---- Teks Sumber

BALIKPAPAN — Perkara dugaan korupsi dana hibah UPT Asrama Haji Embarkasi Balikpapan masih berlanjut ke tahap pemeriksaan saksi. Dua terdakwa berinisial SW dan MK didakwa dalam kasus dugaan korupsi kegiatan pengembangan, pengadaan, dan pemeliharaan Asrama Haji yang bersumber dari APBD Perubahan Provinsi Kalimantan Timur Tahun Anggaran 2022.
Kepala Seksi Tindak Pidana Khusus (Pidsus) Kejaksaan Negeri Balikpapan, Donny Dwi Wijayanto, mengatakan pihaknya telah memanggil dan memeriksa sejumlah saksi dari berbagai instansi terkait. Ia menegaskan seluruh saksi yang tercantum dalam berkas perkara akan dihadirkan untuk mendukung pembuktian di persidangan.
“Yang pasti, semua saksi yang ada di dalam berkas perkara, untuk mendukung pembuktian perkara, akan kami panggil,” ujar Donny.

--------
---- Data yang Diberikan

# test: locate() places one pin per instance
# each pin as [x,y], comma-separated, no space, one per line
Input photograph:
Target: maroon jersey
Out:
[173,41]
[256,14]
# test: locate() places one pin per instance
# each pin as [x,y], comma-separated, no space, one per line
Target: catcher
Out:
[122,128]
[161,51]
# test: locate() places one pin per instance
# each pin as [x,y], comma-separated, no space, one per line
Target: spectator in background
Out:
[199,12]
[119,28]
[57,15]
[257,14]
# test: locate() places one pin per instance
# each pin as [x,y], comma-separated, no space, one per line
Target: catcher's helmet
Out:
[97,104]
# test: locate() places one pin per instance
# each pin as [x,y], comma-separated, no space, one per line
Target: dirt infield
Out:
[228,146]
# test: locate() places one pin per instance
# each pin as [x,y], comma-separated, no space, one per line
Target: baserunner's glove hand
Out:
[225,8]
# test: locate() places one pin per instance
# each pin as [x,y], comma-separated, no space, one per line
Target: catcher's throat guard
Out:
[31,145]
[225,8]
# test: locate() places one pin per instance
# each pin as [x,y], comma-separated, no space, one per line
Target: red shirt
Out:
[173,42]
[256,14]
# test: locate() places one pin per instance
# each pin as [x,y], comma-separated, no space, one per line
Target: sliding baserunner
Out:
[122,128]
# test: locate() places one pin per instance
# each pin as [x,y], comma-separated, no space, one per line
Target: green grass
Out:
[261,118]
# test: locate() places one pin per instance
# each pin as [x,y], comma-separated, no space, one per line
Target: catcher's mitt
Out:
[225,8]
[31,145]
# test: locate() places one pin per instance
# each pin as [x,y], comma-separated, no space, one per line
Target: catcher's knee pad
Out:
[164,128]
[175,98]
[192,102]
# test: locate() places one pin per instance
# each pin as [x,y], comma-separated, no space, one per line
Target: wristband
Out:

--------

• Tugas Tertulis:
1. Jawab pertanyaan berikut berdasarkan teks berita tentang kasus dana hibah Asrama Haji.
(a) Apa inisial kedua terdakwa dalam perkara ini?
(b) Dari mana sumber dana kegiatan Asrama Haji yang dipersoalkan?
(c) Apa jabatan Donny Dwi Wijayanto?
2. Ganti "terdakwa" dengan "tersangka" pada bagian teks berita tentang kasus dana hibah Asrama Haji. Mulailah dari bagian yang memuat "BALIKPAPAN — Perkara", lalu berhenti setelah "Tahun Anggaran 2022.".

• Pembahasan Jawaban:
1.
(a) SW dan MK.
(b) APBD Perubahan Provinsi Kalimantan Timur Tahun Anggaran 2022.
(c) Kepala Seksi Tindak Pidana Khusus (Pidsus) Kejaksaan Negeri Balikpapan.

2.
BALIKPAPAN — Perkara dugaan korupsi dana hibah UPT Asrama Haji Embarkasi Balikpapan masih berlanjut ke tahap pemeriksaan saksi. Dua tersangka berinisial SW dan MK didakwa dalam kasus dugaan korupsi kegiatan pengembangan, pengadaan, dan pemeliharaan Asrama Haji yang bersumber dari APBD Perubahan Provinsi Kalimantan Timur Tahun Anggaran 2022.